== Records for the exercise ==

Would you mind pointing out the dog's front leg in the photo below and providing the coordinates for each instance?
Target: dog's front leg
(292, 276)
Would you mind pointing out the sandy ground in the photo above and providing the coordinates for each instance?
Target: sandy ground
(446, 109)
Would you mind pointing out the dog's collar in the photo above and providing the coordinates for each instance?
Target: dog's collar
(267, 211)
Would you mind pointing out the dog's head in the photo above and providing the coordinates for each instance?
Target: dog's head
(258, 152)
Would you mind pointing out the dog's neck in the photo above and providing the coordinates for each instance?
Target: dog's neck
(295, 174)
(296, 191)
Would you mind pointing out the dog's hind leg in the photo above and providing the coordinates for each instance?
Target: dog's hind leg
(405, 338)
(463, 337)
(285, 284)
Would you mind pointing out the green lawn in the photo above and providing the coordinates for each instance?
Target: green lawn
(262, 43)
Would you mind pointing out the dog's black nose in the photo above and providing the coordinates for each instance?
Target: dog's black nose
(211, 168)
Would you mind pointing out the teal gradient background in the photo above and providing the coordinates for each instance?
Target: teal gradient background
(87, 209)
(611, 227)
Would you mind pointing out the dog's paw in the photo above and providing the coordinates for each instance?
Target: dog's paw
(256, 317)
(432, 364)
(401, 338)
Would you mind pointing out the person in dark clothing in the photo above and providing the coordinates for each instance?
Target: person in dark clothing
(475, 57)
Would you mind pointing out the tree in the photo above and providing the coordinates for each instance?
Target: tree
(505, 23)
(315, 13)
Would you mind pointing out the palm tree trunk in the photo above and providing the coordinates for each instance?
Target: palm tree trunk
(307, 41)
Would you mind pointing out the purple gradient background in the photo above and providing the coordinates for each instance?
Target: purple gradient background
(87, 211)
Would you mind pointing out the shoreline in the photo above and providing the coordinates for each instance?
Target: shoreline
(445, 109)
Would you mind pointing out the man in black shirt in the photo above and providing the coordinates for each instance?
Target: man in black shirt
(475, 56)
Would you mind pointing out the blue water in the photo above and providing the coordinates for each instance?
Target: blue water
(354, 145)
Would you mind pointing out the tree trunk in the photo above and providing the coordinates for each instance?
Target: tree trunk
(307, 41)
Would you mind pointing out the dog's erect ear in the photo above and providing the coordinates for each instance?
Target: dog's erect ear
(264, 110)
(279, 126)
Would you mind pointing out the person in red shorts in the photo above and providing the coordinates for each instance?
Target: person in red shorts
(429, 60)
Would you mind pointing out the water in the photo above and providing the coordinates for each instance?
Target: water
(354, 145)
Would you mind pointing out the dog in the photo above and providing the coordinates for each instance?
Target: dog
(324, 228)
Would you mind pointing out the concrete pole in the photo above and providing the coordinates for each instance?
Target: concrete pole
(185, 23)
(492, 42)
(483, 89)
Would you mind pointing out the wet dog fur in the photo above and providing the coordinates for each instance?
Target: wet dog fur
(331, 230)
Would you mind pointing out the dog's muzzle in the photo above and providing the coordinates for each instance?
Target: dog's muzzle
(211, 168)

===

Problem requirements:
Output a faithful copy of every entry, keeping each line as written.

Answer to the problem:
Would you mind pointing out the dog's front leg in the photo below and providing the coordinates for each instance?
Target: dog's front leg
(292, 276)
Would you mind pointing out the sandy ground in the photo above and providing the coordinates for each instance?
Target: sandy ground
(446, 109)
Would you mind pointing out the dog's collar in the photo above and providing the coordinates for each instance?
Target: dog's collar
(267, 211)
Would you mind pointing out the dog's head in the photo above and providing the coordinates for each instance?
Target: dog's head
(258, 152)
Would you mind pointing out the dog's neck in the photo above and providing the coordinates for each instance?
Target: dog's neck
(295, 174)
(296, 191)
Would you mind pointing out the dog's hind leg in the photo above and providing the coordinates for each instance?
Target: dog's hind leg
(405, 338)
(463, 337)
(285, 284)
Would you mind pointing out the green lawn in the photo above and providing the coordinates for each instance?
Target: green lawn
(262, 43)
Would you mind pointing out the dog's black nose in the photo above and providing the coordinates for each instance?
Target: dog's black nose
(211, 168)
Would you mind pointing out the teal gradient background in the photo above and providing the coordinates for each instance?
Target: teal gradient background
(87, 209)
(611, 227)
Would you mind pointing out the dog's paw in the photo above and providing the coordinates for each instance?
Target: dog's paw
(256, 317)
(432, 364)
(401, 338)
Would you mind pointing out the person in dark clothing in the photo above and providing the coordinates for each instance?
Target: person in dark clothing
(475, 57)
Would you mind pointing out the tree in the photo above and providing the coordinates for each instance?
Target: tree
(505, 23)
(315, 13)
Would you mind pointing out the palm tree trunk in the photo above and providing the coordinates for each instance?
Target: palm tree trunk
(307, 41)
Would you mind pointing out the purple gradient background in the photo above and providing the coordinates for each instance?
Target: purple gradient background
(87, 211)
Would you mind pointing out the shoreline in the photo above and providing the coordinates for each instance?
Target: shoreline
(445, 109)
Would you mind pointing out the man in black shirt in the photo above and providing the coordinates for each instance?
Target: man in black shirt
(475, 56)
Would you mind pointing out the blue water in the photo above and providing the coordinates for each instance?
Target: blue water
(354, 145)
Would you mind pointing out the tree trunk in the photo above and providing the coordinates for each instance?
Target: tree trunk
(307, 41)
Would you mind pointing out the dog's erect ear in the photo above and providing the coordinates for each instance?
Target: dog's erect ear
(264, 110)
(279, 126)
Would you mind pointing out the person in red shorts in the photo above and providing the coordinates for each instance?
Target: person in red shorts
(429, 60)
Would you mind pointing out the water in the photo above and providing the coordinates for each instance?
Target: water
(354, 145)
Would you mind pointing out the dog in the photo above and providing the coordinates for each instance?
Target: dog
(324, 228)
Would you mind pointing out the concrete pole in the photo above and providing the coordinates for each instance?
Target: concrete pole
(185, 23)
(492, 42)
(483, 89)
Would you mind pointing out the wet dog fur in the photo above and providing the coordinates for each instance?
Target: wet dog fur
(331, 230)
Would you mind pointing out the dog's muzzle in the photo above and providing the coordinates for each instance?
Target: dog's muzzle
(211, 168)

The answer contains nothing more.